- _Work item_:
Could you restate all of the entries, word for word?

- _Records_:
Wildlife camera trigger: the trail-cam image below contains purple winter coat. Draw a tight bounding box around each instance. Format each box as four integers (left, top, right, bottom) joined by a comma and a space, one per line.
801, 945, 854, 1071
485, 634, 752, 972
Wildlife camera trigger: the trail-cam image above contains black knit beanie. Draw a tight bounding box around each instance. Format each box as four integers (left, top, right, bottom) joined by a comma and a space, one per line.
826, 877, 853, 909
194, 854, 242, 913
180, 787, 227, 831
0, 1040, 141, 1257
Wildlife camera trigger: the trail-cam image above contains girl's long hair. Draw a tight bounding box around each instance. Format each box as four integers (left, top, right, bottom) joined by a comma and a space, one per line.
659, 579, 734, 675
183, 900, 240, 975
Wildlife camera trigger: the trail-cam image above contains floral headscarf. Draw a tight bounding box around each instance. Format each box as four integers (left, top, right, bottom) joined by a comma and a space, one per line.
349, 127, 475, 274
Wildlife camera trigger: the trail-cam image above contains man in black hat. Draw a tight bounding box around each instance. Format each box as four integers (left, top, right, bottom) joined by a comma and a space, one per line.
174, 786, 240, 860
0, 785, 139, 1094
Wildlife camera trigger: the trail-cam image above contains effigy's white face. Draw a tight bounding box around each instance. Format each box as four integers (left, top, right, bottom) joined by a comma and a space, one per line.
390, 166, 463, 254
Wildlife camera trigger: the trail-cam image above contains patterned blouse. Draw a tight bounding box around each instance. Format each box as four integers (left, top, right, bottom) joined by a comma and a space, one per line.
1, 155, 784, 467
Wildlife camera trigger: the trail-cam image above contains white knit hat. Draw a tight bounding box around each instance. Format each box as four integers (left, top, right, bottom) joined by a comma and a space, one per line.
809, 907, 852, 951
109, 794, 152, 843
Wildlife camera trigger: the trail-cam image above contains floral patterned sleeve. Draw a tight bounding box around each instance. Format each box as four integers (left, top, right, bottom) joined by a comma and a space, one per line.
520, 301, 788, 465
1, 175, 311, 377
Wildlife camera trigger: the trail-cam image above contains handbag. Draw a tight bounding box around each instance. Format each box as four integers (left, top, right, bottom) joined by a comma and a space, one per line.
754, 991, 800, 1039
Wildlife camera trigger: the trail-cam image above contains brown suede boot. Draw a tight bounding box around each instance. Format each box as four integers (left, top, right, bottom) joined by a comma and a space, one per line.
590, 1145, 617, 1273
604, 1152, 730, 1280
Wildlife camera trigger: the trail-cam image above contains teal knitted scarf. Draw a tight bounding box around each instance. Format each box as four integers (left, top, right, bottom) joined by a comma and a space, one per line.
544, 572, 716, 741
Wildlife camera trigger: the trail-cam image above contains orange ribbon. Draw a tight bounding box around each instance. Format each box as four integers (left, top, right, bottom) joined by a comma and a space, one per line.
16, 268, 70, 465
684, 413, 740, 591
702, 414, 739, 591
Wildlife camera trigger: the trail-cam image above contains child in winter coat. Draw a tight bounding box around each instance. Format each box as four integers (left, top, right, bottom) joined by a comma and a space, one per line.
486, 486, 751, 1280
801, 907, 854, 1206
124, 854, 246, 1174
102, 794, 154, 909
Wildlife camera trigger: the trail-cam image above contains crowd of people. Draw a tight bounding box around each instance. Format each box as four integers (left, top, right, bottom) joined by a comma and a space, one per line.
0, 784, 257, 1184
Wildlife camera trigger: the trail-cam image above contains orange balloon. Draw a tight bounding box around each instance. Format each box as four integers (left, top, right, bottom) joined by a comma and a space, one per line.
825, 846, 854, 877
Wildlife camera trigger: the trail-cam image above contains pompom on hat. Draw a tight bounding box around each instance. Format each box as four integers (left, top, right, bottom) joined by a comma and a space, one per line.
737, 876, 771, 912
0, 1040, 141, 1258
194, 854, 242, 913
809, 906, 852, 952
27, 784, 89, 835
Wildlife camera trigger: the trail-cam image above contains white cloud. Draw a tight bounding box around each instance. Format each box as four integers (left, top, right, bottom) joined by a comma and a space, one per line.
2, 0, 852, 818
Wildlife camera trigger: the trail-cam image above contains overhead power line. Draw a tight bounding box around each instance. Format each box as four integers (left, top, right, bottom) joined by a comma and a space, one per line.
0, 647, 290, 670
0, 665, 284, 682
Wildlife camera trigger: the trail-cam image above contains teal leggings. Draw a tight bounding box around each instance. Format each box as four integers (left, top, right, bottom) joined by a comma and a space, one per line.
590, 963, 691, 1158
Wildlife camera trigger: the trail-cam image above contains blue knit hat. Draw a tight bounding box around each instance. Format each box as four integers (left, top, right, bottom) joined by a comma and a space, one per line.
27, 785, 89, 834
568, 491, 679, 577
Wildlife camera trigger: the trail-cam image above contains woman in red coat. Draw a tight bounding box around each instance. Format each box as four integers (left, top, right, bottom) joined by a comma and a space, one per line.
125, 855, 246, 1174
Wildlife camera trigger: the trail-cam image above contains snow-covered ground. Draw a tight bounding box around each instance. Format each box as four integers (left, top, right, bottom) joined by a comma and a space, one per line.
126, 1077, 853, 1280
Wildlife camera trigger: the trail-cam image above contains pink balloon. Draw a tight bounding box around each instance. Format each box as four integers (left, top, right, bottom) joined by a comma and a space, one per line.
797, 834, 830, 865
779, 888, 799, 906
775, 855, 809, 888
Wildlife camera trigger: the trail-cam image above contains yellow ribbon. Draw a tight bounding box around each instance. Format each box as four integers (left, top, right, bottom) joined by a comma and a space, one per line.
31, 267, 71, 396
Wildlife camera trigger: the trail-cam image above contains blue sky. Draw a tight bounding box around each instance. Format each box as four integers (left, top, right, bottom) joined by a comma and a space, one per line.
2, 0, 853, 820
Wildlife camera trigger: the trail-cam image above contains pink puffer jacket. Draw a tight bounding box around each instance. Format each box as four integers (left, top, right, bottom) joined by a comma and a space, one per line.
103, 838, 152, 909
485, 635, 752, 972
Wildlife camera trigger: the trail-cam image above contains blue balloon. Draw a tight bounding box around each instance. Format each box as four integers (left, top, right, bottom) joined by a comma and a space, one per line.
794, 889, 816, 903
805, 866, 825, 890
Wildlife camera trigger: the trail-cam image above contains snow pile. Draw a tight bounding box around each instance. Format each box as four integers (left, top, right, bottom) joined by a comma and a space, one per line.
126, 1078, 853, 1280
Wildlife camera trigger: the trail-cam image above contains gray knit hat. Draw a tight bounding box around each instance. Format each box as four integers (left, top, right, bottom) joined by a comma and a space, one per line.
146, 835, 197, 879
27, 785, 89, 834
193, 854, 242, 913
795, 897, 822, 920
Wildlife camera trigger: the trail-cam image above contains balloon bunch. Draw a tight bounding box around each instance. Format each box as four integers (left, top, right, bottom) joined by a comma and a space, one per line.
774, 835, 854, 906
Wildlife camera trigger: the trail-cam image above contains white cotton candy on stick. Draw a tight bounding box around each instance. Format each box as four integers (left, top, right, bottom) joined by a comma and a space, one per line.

- _Written answer_:
Wildlife camera trigger: the trail-cam image below contains purple winter coat. Draw a tight bounding box around each instance. Format each box as four integers (left, top, right, bottom) joined by a comma and a space, one per line.
801, 945, 854, 1071
485, 634, 752, 972
Wildlife camera trigger: the trail-cam image above contains black knit beanie. Draw a tight bounding box around each instance. Format each box as four integers (left, top, right, bottom) joined by a comma and a space, one per line.
826, 877, 853, 909
194, 854, 242, 913
180, 787, 227, 831
0, 1040, 141, 1257
Wildlife camera trigger: the trail-cam image above contains girl's long hair. Draw a tight bounding box around each instance. Format each box as four integers (left, top, right, bottom) joined by a comma and a space, one per line.
659, 579, 734, 675
183, 900, 240, 975
Wildlife camera trigger: the trail-cam image above contains floral headscarf. Draw a tight bounding box around each instance. Format each box as four integers (left, top, right, bottom) joined by a comma and a space, one per line.
349, 127, 475, 274
Wildlife camera trigger: the trail-cam image above contains man in black hat. Draw a tight bounding box around each instance. Format each box as four integers (left, top, right, bottom) joined by a comma and a space, one per line.
174, 786, 240, 860
0, 785, 139, 1094
Wildlife camera trigger: the trail-cam image above contains effigy's white face. Draw a tight bounding box around each instance. Format each box as four integers (left, top, right, bottom) joined by a comma and a space, one per line.
390, 166, 463, 254
Wildlife camera trigger: the trail-cam image above contains patterned blouse. Draw a tight bounding box around each instance. Format each box as four integers (left, top, right, bottom) joined by a comma and a space, one per line.
1, 155, 784, 467
Wildlife camera trigger: the trail-cam image above contains white knit hat. Draw a tight bounding box around each instance. Format each box as four integers (left, top, right, bottom) joined by a comma and a space, one per line.
809, 907, 852, 951
109, 794, 152, 843
Wildlife camera trigger: the trail-cam image above contains floral patterned sleeve. Draw a tight bounding box around each instance. Format each box as four integers (left, top, right, bottom) joined by a comma and a space, one per line.
520, 301, 788, 465
1, 175, 311, 377
Wildlife camera trigger: the trail-cam image above contains handbag. Draw a tight bounding box around each instance. Format each box as four integers (left, top, right, bottom) joined by a comma and a space, one per line.
754, 991, 800, 1039
Wildlife camera trigger: the trail-cam image above contains brown suede boot. Draw a tight bounding box around each instance. Format each box as four integers (left, top, right, bottom) joined by a comma and a space, one per line.
590, 1145, 617, 1273
604, 1152, 730, 1280
Wildlife camera trigger: the trail-cam image above contains teal knitted scarf. Draw a tight bounding box around each instance. Format each box as four integers (left, top, right, bottom) joined by a comma and a space, one per line.
544, 572, 716, 741
Wildlife camera trigger: the trail-cam image above contains orange ribbon. Draw a tight bounding box around each instance. Format each box as four integers (left, top, right, bottom) joined by a comma and a space, one per line.
16, 268, 70, 465
684, 413, 740, 591
702, 414, 739, 591
Wildlife camera trigger: the trail-cam image above contains child in winter coat. Draw a tight bounding box around each instance. Format each box as four integers (left, top, right, bottom) joined by a comma and a space, one per line.
486, 486, 751, 1280
801, 907, 854, 1206
124, 854, 246, 1174
102, 794, 154, 909
Wildlife camera trigger: the trail-cam image above contains crowd of people. Draw a tight bounding box around each instance. Format each box as four integers (left, top, right, bottom) joined by a comma and a space, one per line.
0, 784, 257, 1184
Wildlife camera trigger: the trail-cam image above contains orange balloon. Draw a tight bounding box around each instance. Format each box as four integers (left, top, right, bottom) joined by a comma and a space, one per line.
825, 846, 854, 877
Wildlife camera trigger: the trail-cam image above contains pompom on hat. Draw a tight bounding box around each instance. Format each box as four integers (left, top, right, bottom) joined by a comma and a space, one per line.
737, 876, 771, 912
0, 1040, 141, 1258
194, 854, 242, 913
809, 906, 852, 952
27, 784, 89, 835
Wildlife camera trigger: the trail-cam image above contains white cloud. Draw a tight bounding box around each instance. Format each box as four integers (left, top, right, bottom) joined by a comma and a space, one per line.
2, 0, 852, 818
Wildlife camera trigger: the trail-cam image above contains overhead power line. Draw a tight bounding box around each instance. Format each box as four integers (left, top, right, bottom) joined by a comma and a space, one per line.
0, 647, 290, 670
0, 665, 284, 682
Wildlife camera trigger: the trail-cam image above contains teal leggings. Draw a tight bounding box around each instance. Format each box as four integers (left, top, right, bottom) joined by a comma and a space, one per line.
590, 963, 691, 1158
Wildlife camera trigger: the trail-cam image above contains blue knit hat. Draw a tight bounding box around each instance. Format each box as four integers (left, top, right, bottom) joined by a comma and a space, one per line.
27, 785, 89, 834
568, 491, 679, 577
Wildlife camera trigger: the trail-cam image above contains woman in red coat. Draw a tight bounding box around each instance. Format each box as four integers (left, top, right, bottom) joined by a comma and a space, one per line.
125, 855, 246, 1174
Wildlife camera trigger: the trail-cam image above contains snow-covered ground. Draw a tight bounding box around each instance. Format each box as four integers (left, top, right, bottom) joined by a comma and a space, one per line.
126, 1077, 853, 1280
Wildlife camera trigger: the trail-cam image above contains pink balloon. Draw a tight bounding box around each instance. Format each box as four integers (left, top, right, bottom) joined by a comma and a space, one per line.
797, 834, 830, 865
779, 888, 799, 906
775, 855, 809, 888
Wildlife camera trigger: the trail-cam image above contains yellow ribbon. Draw a tight bounding box around each instance. Format each box as four integers (left, top, right, bottom) joined by a comma and a space, one per line.
31, 267, 71, 396
Wildlife camera trigger: the trail-cam image above contains blue sky. Draw a tight bounding box around each instance. Format each box as four integers (left, top, right, bottom) joined by a comma and a space, one per line.
2, 0, 853, 820
Wildlife camera trigger: the trail-cam image above contains pink puffer jacket. Draw a tight bounding box around each instance. Format each box as four integers (left, top, right, bottom) joined by a comma and a space, one per line.
103, 838, 152, 909
485, 635, 752, 972
Wildlife camera trigger: the trail-cam image above contains blue balloon. Draw a tight bounding box around each instance. Format each box as four integers (left, top, right, bottom) joined by a comma and a space, one per line.
794, 889, 816, 903
805, 866, 825, 890
Wildlife camera trigger: the trail-cam image above contains snow pile. Draw a tight bounding box around each instance. Format each box as four integers (left, top, right, bottom) joined by a comma and a space, one per line.
126, 1078, 853, 1280
Wildlife camera trigger: the trail-cam image above contains gray knit hat. Draw a tight bounding box around each instance. Format each box as four integers (left, top, right, bottom) joined by a comma and a space, one per line.
146, 835, 197, 879
27, 785, 89, 834
193, 854, 242, 913
795, 897, 822, 920
Wildlife camera trigger: the trail-cam image above contains balloon bunch. Draw a tight bounding box around each instance. Format each box as four integers (left, top, right, bottom) joined by a comma and a space, one per line.
774, 835, 854, 906
Wildlife camera trigger: the trail-cam image above contains white cotton candy on stick. Draw a tight bounding box around each instance. Format each box as four integers (left, top, right, bottom) joined by a comma and a space, one per line.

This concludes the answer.